* The task:
Render the lines below as a JSON list of strings, one string per line, starting with the first line and going on through the line containing "positive clicks: (976, 87)", both included, with blank lines left out. Leave the pictures out of the list.

BEGIN

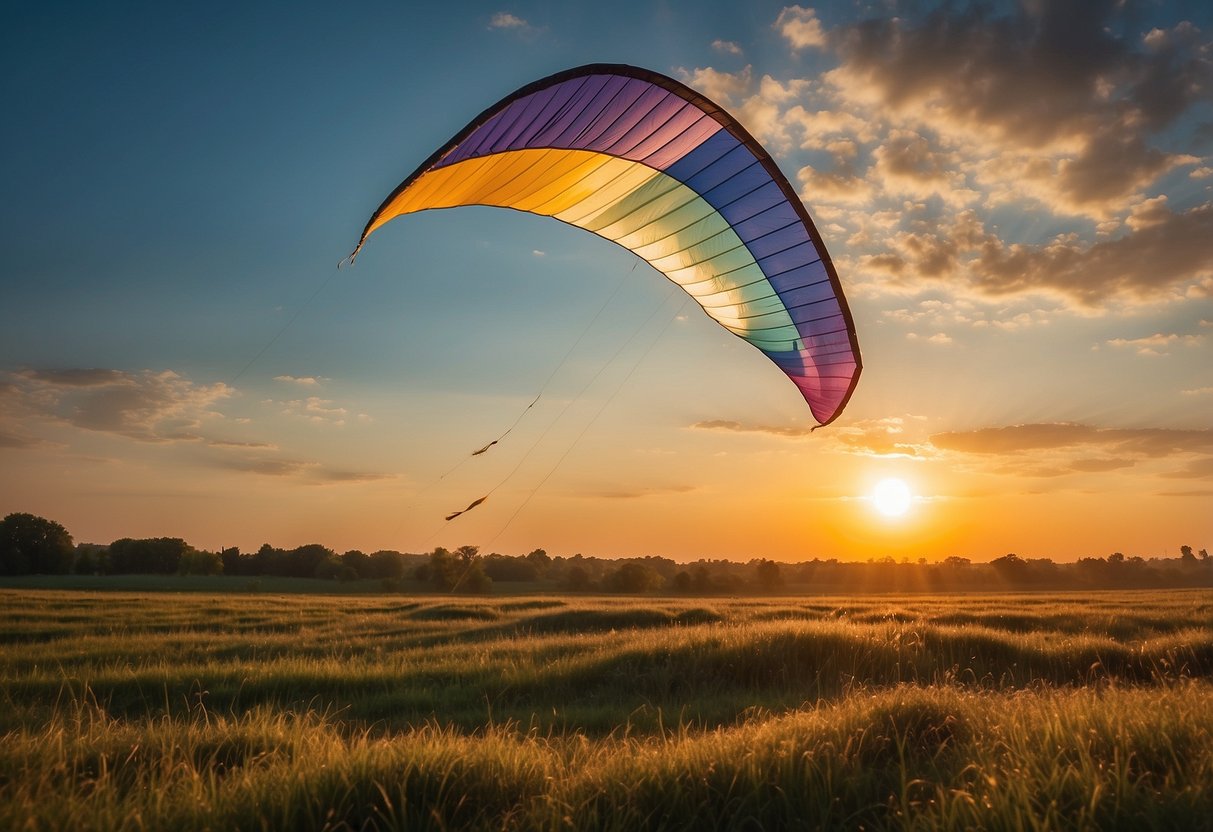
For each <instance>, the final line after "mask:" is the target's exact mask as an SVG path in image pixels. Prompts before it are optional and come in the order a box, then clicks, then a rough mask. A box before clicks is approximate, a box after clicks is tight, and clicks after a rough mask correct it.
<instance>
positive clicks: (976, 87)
mask: <svg viewBox="0 0 1213 832" xmlns="http://www.w3.org/2000/svg"><path fill="white" fill-rule="evenodd" d="M1121 32H1123V34H1120V33H1121ZM1141 35H1145V36H1144V38H1143V36H1141ZM831 44H832V46H833V47H835V50H836V51H837V52H838V55H839V56H841V58H842V61H843V63H842V67H841V68H839V69H838V70H835V72H833V73H831V74H830V78H831V81H832V82H833V84H835V85H836V87H837V89H838V90H839V91H841V93H842V95H843V97H844V98H848V99H853V101H869V102H871V101H872V99H873V98H875V101H876V102H877V103H878V106H879V107H882V108H884V109H890V110H893V112H895V113H899V114H901V115H904V116H907V118H912V119H918V120H919V121H921V122H922V124H927V125H930V127H932V129H934V130H936V131H939V132H940V133H941V135H949V136H953V137H955V136H959V137H967V138H972V139H979V141H981V142H985V143H992V144H993V147H995V148H1002V149H1012V150H1019V152H1031V150H1036V152H1042V153H1050V154H1053V153H1055V154H1058V155H1059V158H1060V159H1061V163H1060V165H1059V166H1058V170H1057V171H1055V177H1054V178H1053V179H1052V187H1055V188H1058V189H1059V192H1060V193H1061V194H1063V195H1064V198H1065V199H1067V200H1069V201H1071V203H1074V204H1076V205H1081V204H1099V203H1104V201H1106V200H1110V199H1118V198H1123V196H1126V195H1128V194H1132V193H1135V192H1137V190H1139V189H1140V188H1143V187H1144V186H1145V184H1147V183H1149V182H1151V181H1152V179H1154V178H1156V177H1157V176H1158V175H1160V173H1161V172H1163V171H1164V170H1167V169H1169V167H1172V166H1174V165H1177V164H1181V163H1184V161H1186V160H1188V159H1185V158H1183V156H1177V155H1174V154H1171V153H1167V152H1164V150H1161V149H1158V148H1156V147H1154V146H1152V144H1151V141H1150V139H1151V138H1152V137H1154V136H1156V135H1157V133H1158V131H1161V130H1163V129H1166V127H1169V126H1172V125H1173V124H1174V122H1175V121H1177V120H1178V119H1179V118H1180V116H1183V115H1184V114H1185V113H1188V112H1190V110H1191V109H1192V107H1194V106H1195V104H1196V103H1197V102H1202V101H1209V99H1211V95H1213V63H1211V59H1209V50H1208V49H1207V46H1206V45H1203V44H1202V41H1201V35H1200V33H1198V32H1197V30H1196V29H1195V27H1191V25H1190V24H1183V23H1181V24H1179V25H1177V27H1175V28H1174V29H1172V30H1169V32H1157V30H1156V32H1151V33H1149V34H1146V33H1141V32H1137V30H1134V29H1133V23H1132V21H1131V19H1128V12H1127V11H1126V10H1124V6H1123V4H1121V2H1117V1H1116V0H1086V1H1080V2H1046V4H1024V5H1023V6H1019V7H1016V8H1014V10H1013V11H1012V12H1009V13H1007V15H1004V16H1000V15H996V13H995V12H993V11H992V6H987V5H984V4H983V5H976V4H974V5H968V6H963V7H956V6H951V5H945V6H943V7H941V8H938V10H935V11H934V12H932V13H929V15H928V16H926V17H924V18H921V19H912V18H900V17H889V18H882V19H872V21H864V22H860V23H856V24H854V25H850V27H842V28H838V29H835V30H833V32H832V33H831ZM917 172H919V173H922V172H924V171H923V169H917ZM926 172H928V173H929V172H930V170H929V169H927V171H926ZM1037 173H1040V175H1043V173H1046V170H1040V171H1037ZM1042 178H1043V176H1042Z"/></svg>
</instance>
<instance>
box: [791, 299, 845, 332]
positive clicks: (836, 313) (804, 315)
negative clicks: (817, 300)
mask: <svg viewBox="0 0 1213 832" xmlns="http://www.w3.org/2000/svg"><path fill="white" fill-rule="evenodd" d="M784 301H785V303H786V302H787V298H784ZM787 314H788V315H791V318H792V323H793V324H796V325H797V326H798V327H799V326H802V325H807V324H816V325H819V326H820V325H821V321H824V320H826V319H827V318H832V317H833V315H841V314H842V308H841V307H839V306H838V301H837V300H836V298H832V297H827V298H824V300H821V301H815V302H814V301H810V302H809V303H805V304H803V306H792V307H788V309H787Z"/></svg>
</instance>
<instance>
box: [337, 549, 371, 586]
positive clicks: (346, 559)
mask: <svg viewBox="0 0 1213 832" xmlns="http://www.w3.org/2000/svg"><path fill="white" fill-rule="evenodd" d="M341 563H342V565H343V568H342V572H341V574H342V575H349V574H351V572H353V575H354V579H359V577H370V576H371V559H370V555H369V554H365V553H364V552H360V551H358V549H349V551H348V552H346V553H344V554H343V555H341ZM346 570H348V571H346ZM340 576H341V575H338V577H340ZM354 579H348V577H346V579H342V580H347V581H348V580H354Z"/></svg>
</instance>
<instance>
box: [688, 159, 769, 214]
mask: <svg viewBox="0 0 1213 832" xmlns="http://www.w3.org/2000/svg"><path fill="white" fill-rule="evenodd" d="M738 149H739V150H746V149H745V148H744V147H739V148H738ZM731 155H733V154H730V155H729V156H725V159H729V158H730V156H731ZM746 155H748V150H746ZM725 159H722V160H721V161H718V163H717V164H714V165H712V167H711V169H710V170H711V172H712V173H713V175H714V173H717V171H718V170H719V172H724V171H725V170H728V167H734V170H733V172H731V173H730V176H729V178H727V179H719V177H717V176H713V177H712V178H716V179H718V181H717V183H716V184H712V186H708V184H707V177H706V176H705V175H702V173H701V175H700V176H696V177H694V178H693V179H691V181H690V182H688V183H687V187H689V188H690V189H691V190H695V192H696V193H700V194H702V195H704V199H706V200H707V201H708V203H711V204H712V205H713V206H716V207H717V209H718V210H719V209H722V207H724V206H725V205H729V204H731V203H735V201H738V200H739V199H741V198H742V196H746V195H748V194H752V193H754V192H756V190H758V189H759V188H762V187H763V186H765V184H774V183H773V182H771V181H770V176H768V175H767V171H764V170H763V167H762V165H759V164H758V161H757V160H756V159H754V158H753V156H750V160H751V164H750V165H741V166H736V165H728V166H727V165H725V164H724V163H725ZM706 172H707V171H705V173H706ZM776 190H778V188H776Z"/></svg>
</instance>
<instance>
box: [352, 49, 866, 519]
mask: <svg viewBox="0 0 1213 832" xmlns="http://www.w3.org/2000/svg"><path fill="white" fill-rule="evenodd" d="M460 205H494V206H499V207H509V209H516V210H519V211H528V212H530V213H539V215H545V216H549V217H554V218H557V220H560V221H562V222H565V223H569V224H573V226H576V227H579V228H583V229H585V230H588V232H592V233H594V234H598V235H599V237H603V238H605V239H608V240H611V241H614V243H617V244H619V245H621V246H623V247H626V249H628V250H631V251H632V252H634V253H636V255H637V256H638V257H640V258H643V260H645V261H647V262H648V263H649V264H651V266H653V267H654V268H655V269H657V270H659V272H661V273H662V274H664V275H666V277H667V278H668V279H670V280H672V281H673V283H676V284H678V285H679V286H682V287H683V290H685V291H687V294H688V295H690V296H691V297H693V298H695V301H696V302H699V304H700V306H701V307H702V308H704V310H705V312H706V313H707V314H708V315H710V317H711V318H712V319H714V320H716V321H717V323H718V324H721V326H723V327H724V329H727V330H729V331H730V332H733V334H734V335H736V336H739V337H741V338H744V340H746V341H748V342H750V343H751V344H753V346H754V347H757V348H758V349H761V351H762V352H763V353H765V354H767V357H768V358H769V359H770V360H771V361H774V363H775V364H776V365H778V366H779V367H780V369H781V370H782V371H784V372H786V374H787V376H788V377H790V378H791V380H792V381H793V382H795V383H796V386H797V387H798V388H799V391H801V393H802V394H803V397H804V400H805V401H807V403H808V405H809V409H810V410H811V411H813V416H814V417H815V418H816V420H818V422H820V423H821V424H828V423H830V422H832V421H833V420H835V418H837V417H838V415H839V414H841V412H842V410H843V408H844V406H845V405H847V401H848V399H850V394H852V393H853V392H854V389H855V384H856V382H858V381H859V374H860V369H861V366H862V364H861V360H860V355H859V342H858V340H856V337H855V326H854V321H853V320H852V315H850V309H849V308H848V307H847V301H845V298H844V297H843V294H842V286H841V284H839V283H838V274H837V272H836V270H835V267H833V263H832V262H831V261H830V256H828V255H827V253H826V249H825V245H822V243H821V235H820V234H819V233H818V230H816V228H815V227H814V224H813V221H811V220H810V218H809V213H808V211H805V209H804V205H803V203H801V200H799V198H798V196H797V194H796V190H795V189H793V188H792V186H791V184H790V183H788V181H787V178H786V177H785V176H784V175H782V173H781V172H780V170H779V167H778V166H776V165H775V161H774V160H773V159H771V158H770V154H769V153H767V150H764V149H763V148H762V146H761V144H759V143H758V142H757V141H756V139H754V138H753V136H751V135H750V133H748V132H747V131H746V130H745V129H744V127H742V126H741V125H740V124H738V121H736V119H734V118H733V116H731V115H729V114H728V113H725V112H724V110H723V109H722V108H721V107H718V106H717V104H714V103H712V102H711V101H708V99H707V98H705V97H704V96H702V95H700V93H697V92H695V91H694V90H691V89H689V87H688V86H685V85H684V84H680V82H678V81H676V80H673V79H671V78H666V76H665V75H660V74H657V73H654V72H649V70H647V69H638V68H636V67H627V65H622V64H590V65H586V67H579V68H576V69H569V70H566V72H563V73H558V74H556V75H552V76H549V78H545V79H542V80H540V81H535V82H534V84H529V85H528V86H524V87H523V89H520V90H518V91H517V92H513V93H511V95H508V96H506V97H505V98H502V99H501V101H500V102H497V103H496V104H494V106H492V107H490V108H489V109H486V110H485V112H484V113H482V114H480V115H479V116H477V118H475V119H474V120H473V121H472V122H471V124H469V125H467V126H466V127H465V129H463V130H462V131H460V132H459V135H457V136H455V138H452V139H451V141H449V142H448V143H446V144H444V146H443V147H442V148H439V149H438V150H437V152H435V153H434V154H433V155H432V156H431V158H429V159H427V160H426V161H425V163H422V165H421V166H420V167H417V170H416V171H414V172H412V175H411V176H409V177H408V178H406V179H405V181H404V182H402V183H400V184H399V187H397V189H395V190H393V192H392V194H391V195H389V196H388V198H387V199H386V200H383V204H382V205H380V207H378V210H376V211H375V213H374V215H372V216H371V218H370V222H368V223H366V228H365V229H364V230H363V235H361V238H360V239H359V241H358V247H357V249H355V250H354V255H357V253H358V250H359V249H361V246H363V244H364V243H365V241H366V238H368V237H369V235H370V234H371V232H374V230H375V229H377V228H378V227H380V226H382V224H385V223H387V222H388V221H391V220H394V218H395V217H399V216H402V215H405V213H414V212H416V211H425V210H427V209H442V207H455V206H460ZM465 511H466V509H465Z"/></svg>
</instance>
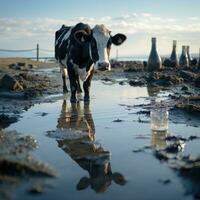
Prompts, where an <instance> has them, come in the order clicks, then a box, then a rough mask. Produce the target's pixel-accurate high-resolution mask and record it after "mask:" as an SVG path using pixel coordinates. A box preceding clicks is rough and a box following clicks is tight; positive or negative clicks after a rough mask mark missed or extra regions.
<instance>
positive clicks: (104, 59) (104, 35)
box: [93, 24, 110, 63]
mask: <svg viewBox="0 0 200 200" xmlns="http://www.w3.org/2000/svg"><path fill="white" fill-rule="evenodd" d="M93 37H94V38H95V40H96V43H97V50H98V54H99V60H98V62H107V63H109V56H108V52H107V43H108V40H109V38H110V31H109V30H108V29H107V28H106V27H105V26H104V25H103V24H102V25H96V26H95V27H94V28H93Z"/></svg>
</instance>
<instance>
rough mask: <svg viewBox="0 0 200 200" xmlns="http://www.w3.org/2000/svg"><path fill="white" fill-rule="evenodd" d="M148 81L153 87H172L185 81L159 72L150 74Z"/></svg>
mask: <svg viewBox="0 0 200 200" xmlns="http://www.w3.org/2000/svg"><path fill="white" fill-rule="evenodd" d="M147 81H148V85H152V86H171V85H174V84H181V83H182V82H183V79H182V78H180V77H178V76H176V75H165V74H162V73H159V72H153V73H150V74H149V78H148V79H147Z"/></svg>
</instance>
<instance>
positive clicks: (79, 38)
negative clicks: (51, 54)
mask: <svg viewBox="0 0 200 200" xmlns="http://www.w3.org/2000/svg"><path fill="white" fill-rule="evenodd" d="M125 40H126V36H125V35H123V34H120V33H118V34H116V35H114V36H111V32H110V31H109V30H108V29H107V28H106V27H105V25H96V26H95V27H94V28H93V29H91V28H90V26H89V25H87V24H83V23H78V24H76V25H75V26H65V25H63V26H62V27H61V28H60V29H59V30H58V31H56V34H55V58H56V60H57V61H58V62H59V64H60V67H61V71H62V78H63V91H64V92H68V89H67V86H66V76H67V74H68V76H69V81H70V89H71V98H70V100H71V102H72V103H74V102H76V92H81V87H80V82H79V77H80V79H81V80H82V81H83V89H84V93H85V96H84V101H89V98H90V96H89V88H90V84H91V79H92V76H93V73H94V68H95V67H96V68H97V69H99V70H110V69H111V66H110V62H109V55H110V49H111V44H115V45H121V44H122V43H123V42H124V41H125Z"/></svg>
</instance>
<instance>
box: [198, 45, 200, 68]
mask: <svg viewBox="0 0 200 200" xmlns="http://www.w3.org/2000/svg"><path fill="white" fill-rule="evenodd" d="M198 67H199V68H200V48H199V60H198Z"/></svg>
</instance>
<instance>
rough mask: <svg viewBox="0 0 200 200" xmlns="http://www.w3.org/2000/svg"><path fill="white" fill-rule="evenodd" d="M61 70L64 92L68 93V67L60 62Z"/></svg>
mask: <svg viewBox="0 0 200 200" xmlns="http://www.w3.org/2000/svg"><path fill="white" fill-rule="evenodd" d="M60 70H61V72H62V79H63V93H68V89H67V84H66V78H67V69H66V67H65V65H63V64H60Z"/></svg>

END

* Written response:
[
  "For each <instance>, the final line after \"mask:\" is the target's exact mask as an SVG path in image pixels. Prompts before it are optional and come in the order a box, then clicks, then a rough mask. A box before clicks is approximate, a box after clicks is tight, and clicks after a rough mask correct it.",
  "<instance>",
  "positive clicks: (976, 87)"
]